<<<<
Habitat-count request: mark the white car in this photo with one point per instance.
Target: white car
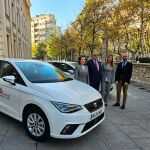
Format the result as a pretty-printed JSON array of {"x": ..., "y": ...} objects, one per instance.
[{"x": 47, "y": 101}]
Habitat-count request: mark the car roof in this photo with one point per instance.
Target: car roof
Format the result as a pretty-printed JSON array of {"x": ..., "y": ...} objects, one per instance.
[
  {"x": 59, "y": 61},
  {"x": 18, "y": 60}
]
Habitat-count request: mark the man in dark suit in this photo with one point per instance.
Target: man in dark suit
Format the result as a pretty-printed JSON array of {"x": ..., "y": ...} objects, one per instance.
[
  {"x": 122, "y": 78},
  {"x": 95, "y": 71}
]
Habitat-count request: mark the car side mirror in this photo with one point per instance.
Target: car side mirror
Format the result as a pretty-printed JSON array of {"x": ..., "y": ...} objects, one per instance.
[
  {"x": 71, "y": 71},
  {"x": 9, "y": 79}
]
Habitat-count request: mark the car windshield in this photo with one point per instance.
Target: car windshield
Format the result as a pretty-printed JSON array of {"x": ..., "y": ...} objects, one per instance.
[{"x": 40, "y": 72}]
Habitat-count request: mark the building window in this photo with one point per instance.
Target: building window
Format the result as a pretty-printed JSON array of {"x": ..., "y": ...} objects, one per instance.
[
  {"x": 18, "y": 20},
  {"x": 6, "y": 7},
  {"x": 13, "y": 13}
]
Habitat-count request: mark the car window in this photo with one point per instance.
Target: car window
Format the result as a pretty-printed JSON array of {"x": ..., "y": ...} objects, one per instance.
[
  {"x": 40, "y": 72},
  {"x": 8, "y": 69},
  {"x": 65, "y": 67}
]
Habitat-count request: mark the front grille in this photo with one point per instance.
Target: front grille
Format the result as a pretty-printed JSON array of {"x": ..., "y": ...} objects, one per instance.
[
  {"x": 93, "y": 106},
  {"x": 92, "y": 123}
]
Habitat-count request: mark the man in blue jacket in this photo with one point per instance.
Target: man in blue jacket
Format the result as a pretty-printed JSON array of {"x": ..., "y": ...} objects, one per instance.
[
  {"x": 95, "y": 71},
  {"x": 122, "y": 78}
]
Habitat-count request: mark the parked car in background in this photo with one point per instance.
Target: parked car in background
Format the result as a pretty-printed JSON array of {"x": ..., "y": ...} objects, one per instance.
[{"x": 48, "y": 102}]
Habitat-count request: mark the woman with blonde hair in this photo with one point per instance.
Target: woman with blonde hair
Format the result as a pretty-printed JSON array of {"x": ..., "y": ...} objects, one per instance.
[{"x": 107, "y": 78}]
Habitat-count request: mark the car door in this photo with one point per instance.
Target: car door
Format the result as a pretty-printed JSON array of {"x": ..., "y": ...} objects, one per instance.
[{"x": 10, "y": 94}]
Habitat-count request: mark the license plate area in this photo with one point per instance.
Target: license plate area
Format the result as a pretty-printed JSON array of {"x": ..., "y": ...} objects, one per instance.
[{"x": 95, "y": 114}]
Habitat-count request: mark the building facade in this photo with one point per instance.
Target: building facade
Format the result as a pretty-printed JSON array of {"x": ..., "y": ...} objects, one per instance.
[
  {"x": 42, "y": 27},
  {"x": 15, "y": 29}
]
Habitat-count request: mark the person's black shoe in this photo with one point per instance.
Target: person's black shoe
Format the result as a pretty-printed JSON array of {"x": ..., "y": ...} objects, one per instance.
[
  {"x": 123, "y": 107},
  {"x": 116, "y": 104}
]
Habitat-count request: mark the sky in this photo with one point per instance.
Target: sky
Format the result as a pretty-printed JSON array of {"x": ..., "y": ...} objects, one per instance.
[{"x": 65, "y": 11}]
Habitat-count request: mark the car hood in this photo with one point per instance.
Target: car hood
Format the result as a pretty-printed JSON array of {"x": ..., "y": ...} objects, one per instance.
[{"x": 73, "y": 92}]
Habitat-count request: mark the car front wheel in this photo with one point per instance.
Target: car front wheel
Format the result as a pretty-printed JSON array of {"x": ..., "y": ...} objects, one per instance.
[{"x": 36, "y": 124}]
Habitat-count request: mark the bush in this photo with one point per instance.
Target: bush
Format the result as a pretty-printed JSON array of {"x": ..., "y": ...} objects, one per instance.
[{"x": 144, "y": 60}]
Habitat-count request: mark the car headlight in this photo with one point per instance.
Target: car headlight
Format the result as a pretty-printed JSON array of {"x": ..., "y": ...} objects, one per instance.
[{"x": 66, "y": 108}]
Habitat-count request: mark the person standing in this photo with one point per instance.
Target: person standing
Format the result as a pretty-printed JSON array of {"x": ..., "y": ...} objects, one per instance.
[
  {"x": 122, "y": 78},
  {"x": 107, "y": 78},
  {"x": 95, "y": 71},
  {"x": 81, "y": 72}
]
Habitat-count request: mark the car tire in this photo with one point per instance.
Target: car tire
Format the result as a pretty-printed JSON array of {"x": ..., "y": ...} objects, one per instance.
[{"x": 36, "y": 124}]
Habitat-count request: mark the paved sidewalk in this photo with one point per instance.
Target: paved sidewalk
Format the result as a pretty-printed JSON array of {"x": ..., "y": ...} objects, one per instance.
[{"x": 127, "y": 129}]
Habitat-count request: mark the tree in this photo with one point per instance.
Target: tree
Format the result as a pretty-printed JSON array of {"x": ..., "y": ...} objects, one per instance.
[{"x": 38, "y": 51}]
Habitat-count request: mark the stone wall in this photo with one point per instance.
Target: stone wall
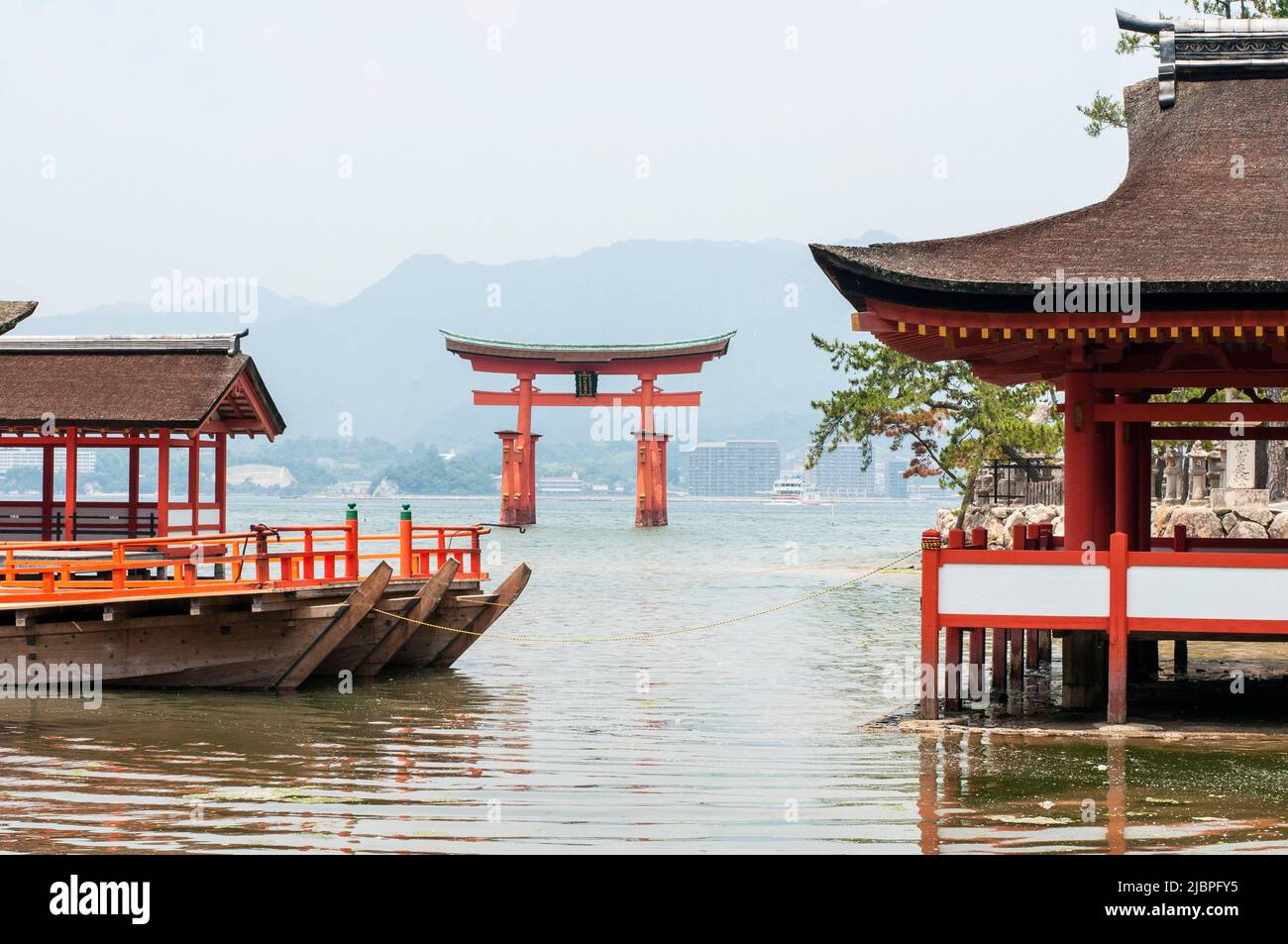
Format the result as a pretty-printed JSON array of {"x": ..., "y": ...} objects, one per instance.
>>>>
● WHAT THE TASK ASKS
Start with the line above that contains "Habitat-count request: mark the parked" and end with the line that contains "Target: bush". Write out those lines exactly, and only those.

● OUTPUT OF THE TASK
Habitat-count request: mark the parked car in background in this photo with one point per instance.
Target: parked car in background
Format the result as a pretty-printed JSON array of {"x": ..., "y": ...} objects, one per instance.
[{"x": 48, "y": 102}]
Habitat-count request: mark the woman with blonde hair in this photo with one point per instance.
Target: woman with blonde hair
Format the result as a pretty-printed JSON array of {"x": ..., "y": ...} objects, one per instance.
[{"x": 107, "y": 78}]
Habitat-count request: mark the car door in this photo with one point per instance.
Target: car door
Format the result as a pretty-printed JSON array of {"x": ..., "y": ...} objects, one per instance.
[{"x": 10, "y": 94}]
Habitat-count request: mark the license plate area in this photo with one point per instance.
Target: license plate area
Format the result as a pretty-printed JSON array of {"x": ..., "y": ...} objects, one per instance.
[{"x": 95, "y": 114}]
Habitat-count request: mark the building facade in this photo with one point per instance.
Target: building facade
Format the result as a pretty-printed JSON array of {"x": ..., "y": ...} objects, one per instance.
[
  {"x": 42, "y": 27},
  {"x": 15, "y": 29}
]
Habitat-count request: mark the person's black shoe in this photo with one point per instance.
Target: person's black shoe
Format the result as a pretty-printed JSON array of {"x": ..., "y": ...} objects, one per instance.
[
  {"x": 123, "y": 107},
  {"x": 116, "y": 104}
]
Habitat-count request: mark the sky in this photo with one point per instance.
Target: sky
Format the result as a pretty-printed JSON array of {"x": ..., "y": ...} objects, one per instance.
[{"x": 65, "y": 11}]
Habitat-count request: mark the car hood in this photo with one point per instance.
Target: car hood
Format the result as a pretty-printed JSON array of {"x": ..., "y": ...} objects, one per instance.
[{"x": 73, "y": 92}]
Habitat-count request: mark the car front wheel in this photo with one point per instance.
Target: car front wheel
Format the result as a pretty-printed JSON array of {"x": ..., "y": ...} objects, one per instance.
[{"x": 36, "y": 124}]
Habitat-count request: mark the bush in this photo with one point per instance.
Target: bush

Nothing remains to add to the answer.